DATA FOR THIS TASK:

○ ○ ○ ○ ○

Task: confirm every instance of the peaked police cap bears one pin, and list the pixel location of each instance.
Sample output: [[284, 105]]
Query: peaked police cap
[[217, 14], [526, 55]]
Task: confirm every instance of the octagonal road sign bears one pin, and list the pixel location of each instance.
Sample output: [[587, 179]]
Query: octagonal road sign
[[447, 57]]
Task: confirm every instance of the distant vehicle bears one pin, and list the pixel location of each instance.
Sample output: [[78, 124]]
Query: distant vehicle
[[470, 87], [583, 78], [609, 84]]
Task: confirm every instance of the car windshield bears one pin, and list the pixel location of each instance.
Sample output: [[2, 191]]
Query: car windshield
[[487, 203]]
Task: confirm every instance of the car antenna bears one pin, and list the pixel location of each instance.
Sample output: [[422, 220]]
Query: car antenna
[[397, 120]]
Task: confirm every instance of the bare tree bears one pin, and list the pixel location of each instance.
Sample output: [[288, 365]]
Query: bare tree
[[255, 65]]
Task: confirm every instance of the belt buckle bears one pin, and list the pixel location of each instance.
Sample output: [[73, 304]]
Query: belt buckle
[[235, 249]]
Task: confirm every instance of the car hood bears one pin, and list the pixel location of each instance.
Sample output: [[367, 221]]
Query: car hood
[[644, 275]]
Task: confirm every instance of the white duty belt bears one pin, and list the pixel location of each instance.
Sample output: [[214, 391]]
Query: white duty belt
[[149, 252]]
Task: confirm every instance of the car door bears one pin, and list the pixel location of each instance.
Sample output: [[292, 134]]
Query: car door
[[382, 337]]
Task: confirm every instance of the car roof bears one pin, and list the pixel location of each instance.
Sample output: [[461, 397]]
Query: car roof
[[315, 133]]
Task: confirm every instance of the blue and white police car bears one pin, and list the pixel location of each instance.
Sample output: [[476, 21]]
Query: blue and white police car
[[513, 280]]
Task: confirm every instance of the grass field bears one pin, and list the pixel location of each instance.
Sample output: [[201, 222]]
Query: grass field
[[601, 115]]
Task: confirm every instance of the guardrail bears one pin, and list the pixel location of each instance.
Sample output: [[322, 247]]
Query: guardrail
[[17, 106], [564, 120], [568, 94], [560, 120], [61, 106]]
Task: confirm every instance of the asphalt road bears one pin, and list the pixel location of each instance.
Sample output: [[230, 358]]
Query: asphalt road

○ ○ ○ ○ ○

WHAT TO PRODUCE: Convert the records above into a numbered list, covering only the lines from the one containing "Task: confirm every instance of the car antenna" through the one containing "[[315, 133]]", both included, and leave out any blank lines.

EXERCISE ANSWER:
1. Task: confirm every instance of the car antenna bears one pin, and list the pixel location of each instance.
2. Sample output: [[422, 220]]
3. Query: car antenna
4. [[397, 120]]
5. Task: confirm every instance of the bare tree bears one pin, and list the pixel location of each instance.
6. Sample output: [[288, 365]]
7. Query: bare tree
8. [[255, 65]]
9. Task: confirm every instance of the belt buckle bears one pin, and list the pixel location of each instance.
10. Sample output: [[73, 304]]
11. Query: belt buckle
12. [[235, 249]]
13. Task: confirm every instance of the car hood bears one pin, and list the pixel location of each instance.
14. Sample output: [[367, 221]]
15. Query: car hood
16. [[644, 275]]
17. Task: confirm every instance of the white duty belt bears one pin, and list the pixel location of each instance.
18. Sample output: [[214, 391]]
19. Query: white duty belt
20. [[149, 252]]
21. Task: confirm every instance of the car door bears one pin, and list the pixel location of each instance.
22. Sample output: [[292, 134]]
23. Query: car door
24. [[382, 337]]
25. Task: confirm every instance of the car roof bears one pin, and list the pixel location of each instance.
26. Sample output: [[461, 397]]
27. Query: car roof
28. [[315, 133]]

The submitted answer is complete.